What you have to do ::
List each line of the data that holds the word "fence".

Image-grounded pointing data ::
#####

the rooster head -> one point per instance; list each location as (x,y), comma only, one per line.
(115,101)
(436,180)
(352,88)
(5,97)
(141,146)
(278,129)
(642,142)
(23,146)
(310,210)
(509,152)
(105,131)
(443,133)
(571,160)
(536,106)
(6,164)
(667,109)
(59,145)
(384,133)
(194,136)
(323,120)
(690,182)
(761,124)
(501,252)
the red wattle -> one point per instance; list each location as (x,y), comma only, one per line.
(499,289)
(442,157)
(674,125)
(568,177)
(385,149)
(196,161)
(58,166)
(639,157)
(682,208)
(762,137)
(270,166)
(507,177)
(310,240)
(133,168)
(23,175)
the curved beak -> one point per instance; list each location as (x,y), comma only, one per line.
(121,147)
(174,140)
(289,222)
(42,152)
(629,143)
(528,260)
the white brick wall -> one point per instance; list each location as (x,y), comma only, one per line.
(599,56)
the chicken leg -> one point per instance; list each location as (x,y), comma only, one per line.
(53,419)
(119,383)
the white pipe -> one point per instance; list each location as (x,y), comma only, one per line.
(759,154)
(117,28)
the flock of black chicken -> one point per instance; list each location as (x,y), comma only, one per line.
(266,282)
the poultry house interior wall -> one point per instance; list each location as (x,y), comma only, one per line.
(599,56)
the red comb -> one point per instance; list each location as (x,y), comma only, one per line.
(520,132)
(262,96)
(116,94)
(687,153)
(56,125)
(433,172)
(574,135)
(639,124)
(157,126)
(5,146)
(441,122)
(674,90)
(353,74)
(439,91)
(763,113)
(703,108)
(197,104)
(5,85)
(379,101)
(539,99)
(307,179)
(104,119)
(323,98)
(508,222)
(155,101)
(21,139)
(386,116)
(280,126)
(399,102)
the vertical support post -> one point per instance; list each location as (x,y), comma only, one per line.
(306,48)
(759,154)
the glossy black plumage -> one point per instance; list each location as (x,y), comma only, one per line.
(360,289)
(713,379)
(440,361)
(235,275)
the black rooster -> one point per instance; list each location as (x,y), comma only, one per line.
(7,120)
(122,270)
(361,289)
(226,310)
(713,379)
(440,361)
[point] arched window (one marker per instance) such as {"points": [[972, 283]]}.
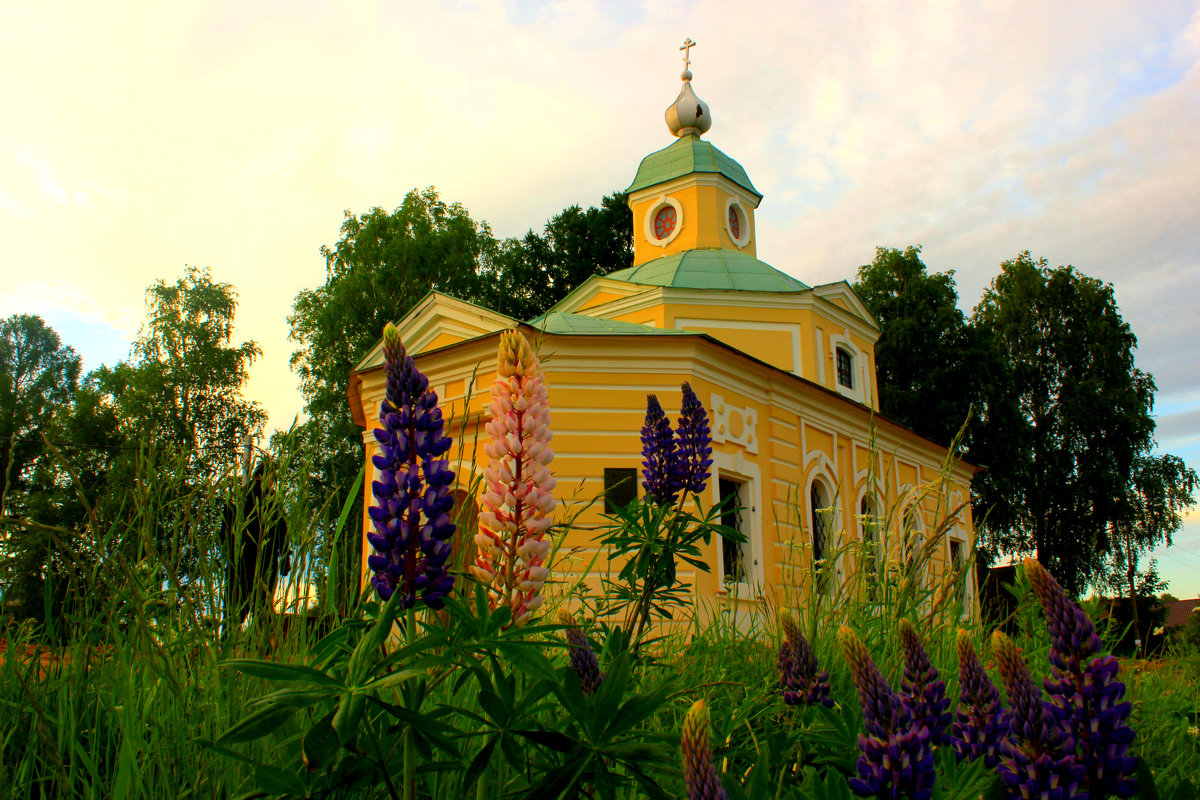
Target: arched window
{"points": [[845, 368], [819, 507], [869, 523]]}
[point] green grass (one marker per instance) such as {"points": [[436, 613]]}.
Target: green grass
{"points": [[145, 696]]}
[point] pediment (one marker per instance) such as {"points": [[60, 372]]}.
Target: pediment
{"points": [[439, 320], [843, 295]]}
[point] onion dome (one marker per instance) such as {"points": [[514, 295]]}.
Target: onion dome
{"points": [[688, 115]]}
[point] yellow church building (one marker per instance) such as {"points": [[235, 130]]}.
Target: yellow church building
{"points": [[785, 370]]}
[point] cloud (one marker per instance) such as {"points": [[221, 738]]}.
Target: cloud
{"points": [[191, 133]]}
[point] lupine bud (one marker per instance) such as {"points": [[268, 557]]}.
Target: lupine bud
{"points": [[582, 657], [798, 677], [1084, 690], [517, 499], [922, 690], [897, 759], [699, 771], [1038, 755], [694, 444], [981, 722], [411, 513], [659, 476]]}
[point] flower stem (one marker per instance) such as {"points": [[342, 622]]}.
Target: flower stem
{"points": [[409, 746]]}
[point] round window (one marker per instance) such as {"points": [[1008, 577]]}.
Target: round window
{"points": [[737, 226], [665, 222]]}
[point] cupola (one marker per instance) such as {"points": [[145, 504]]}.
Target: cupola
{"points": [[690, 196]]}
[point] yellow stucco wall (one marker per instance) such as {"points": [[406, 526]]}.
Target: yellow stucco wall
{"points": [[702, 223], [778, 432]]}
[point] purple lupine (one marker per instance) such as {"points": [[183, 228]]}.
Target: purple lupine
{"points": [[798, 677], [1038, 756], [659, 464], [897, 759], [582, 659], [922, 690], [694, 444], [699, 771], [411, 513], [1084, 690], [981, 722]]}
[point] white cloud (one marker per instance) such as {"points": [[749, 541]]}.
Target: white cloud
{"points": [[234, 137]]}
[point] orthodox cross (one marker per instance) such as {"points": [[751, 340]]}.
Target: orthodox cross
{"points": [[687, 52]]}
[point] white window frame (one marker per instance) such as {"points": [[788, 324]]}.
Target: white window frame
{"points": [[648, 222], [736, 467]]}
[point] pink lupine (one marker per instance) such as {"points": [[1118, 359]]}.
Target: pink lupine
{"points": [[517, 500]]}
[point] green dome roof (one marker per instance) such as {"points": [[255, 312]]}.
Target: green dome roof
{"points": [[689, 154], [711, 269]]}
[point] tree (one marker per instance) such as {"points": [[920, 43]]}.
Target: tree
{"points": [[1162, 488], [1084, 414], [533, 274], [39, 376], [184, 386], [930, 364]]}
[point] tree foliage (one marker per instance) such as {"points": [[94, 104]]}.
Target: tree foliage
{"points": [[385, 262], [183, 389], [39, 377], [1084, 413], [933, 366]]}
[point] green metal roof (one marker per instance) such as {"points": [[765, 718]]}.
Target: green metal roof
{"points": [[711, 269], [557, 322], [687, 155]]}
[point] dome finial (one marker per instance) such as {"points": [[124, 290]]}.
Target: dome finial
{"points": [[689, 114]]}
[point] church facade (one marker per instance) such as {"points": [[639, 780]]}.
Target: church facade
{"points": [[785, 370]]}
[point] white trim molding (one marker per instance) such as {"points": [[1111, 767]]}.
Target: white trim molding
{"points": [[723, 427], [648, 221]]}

#####

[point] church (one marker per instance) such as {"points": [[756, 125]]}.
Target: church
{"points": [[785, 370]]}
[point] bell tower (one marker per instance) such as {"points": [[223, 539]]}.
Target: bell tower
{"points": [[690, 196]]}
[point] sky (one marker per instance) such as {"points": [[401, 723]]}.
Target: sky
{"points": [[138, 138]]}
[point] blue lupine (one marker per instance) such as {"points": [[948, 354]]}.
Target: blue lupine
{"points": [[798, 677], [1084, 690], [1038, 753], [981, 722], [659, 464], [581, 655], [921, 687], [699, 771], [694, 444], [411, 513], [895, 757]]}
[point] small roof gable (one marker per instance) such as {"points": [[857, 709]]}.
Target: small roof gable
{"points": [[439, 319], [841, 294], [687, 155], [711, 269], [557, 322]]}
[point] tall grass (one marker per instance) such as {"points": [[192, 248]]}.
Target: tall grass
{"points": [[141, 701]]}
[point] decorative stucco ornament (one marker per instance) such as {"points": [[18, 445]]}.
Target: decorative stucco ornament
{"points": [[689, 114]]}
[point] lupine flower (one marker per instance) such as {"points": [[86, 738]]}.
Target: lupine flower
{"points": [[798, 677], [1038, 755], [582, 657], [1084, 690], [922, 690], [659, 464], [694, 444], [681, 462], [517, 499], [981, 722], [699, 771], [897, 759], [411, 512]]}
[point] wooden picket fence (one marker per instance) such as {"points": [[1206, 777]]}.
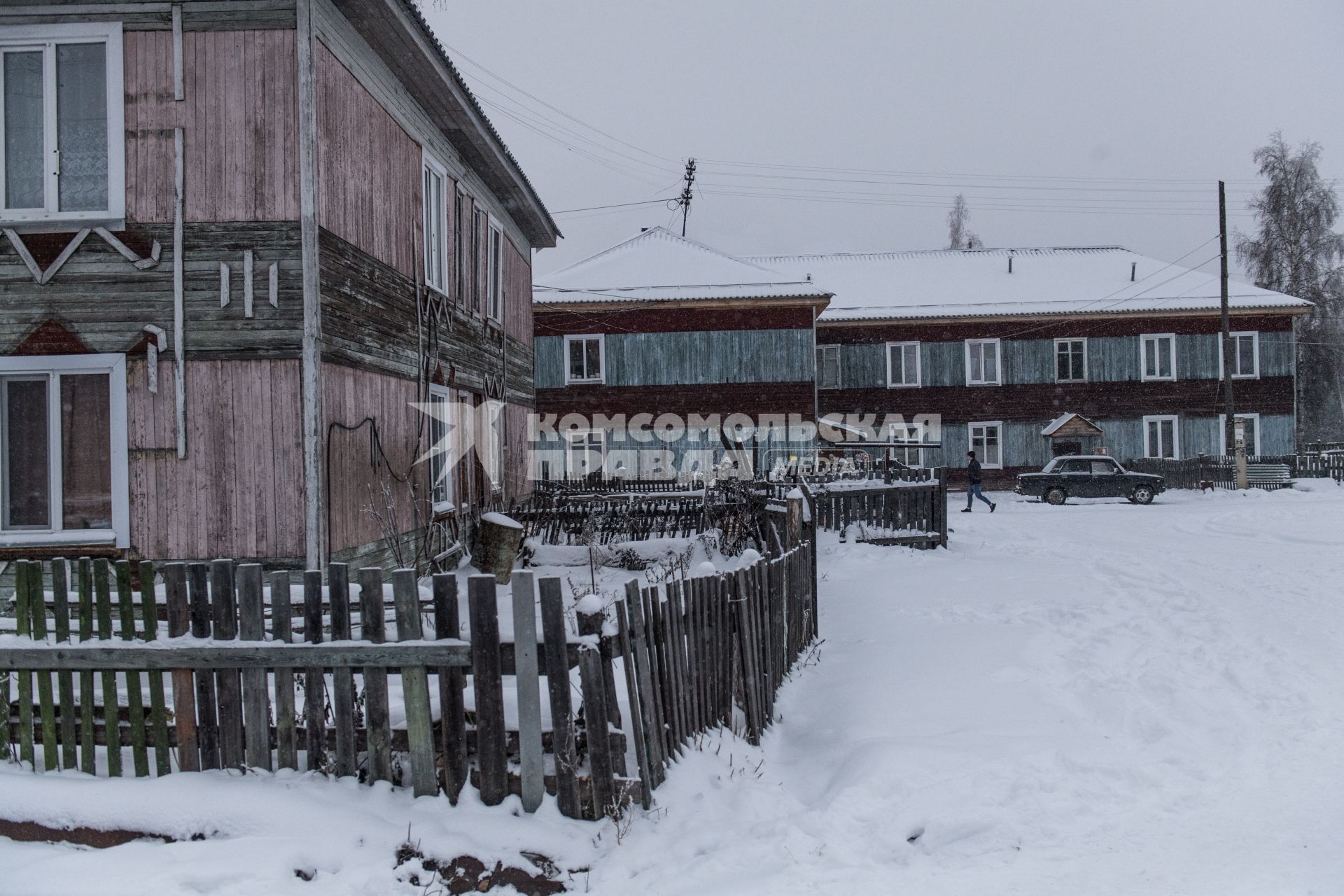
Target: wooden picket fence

#####

Response area ::
[point] wooden picket fence (one marker per instance) such as {"points": [[1206, 777]]}.
Target: wooden picket fence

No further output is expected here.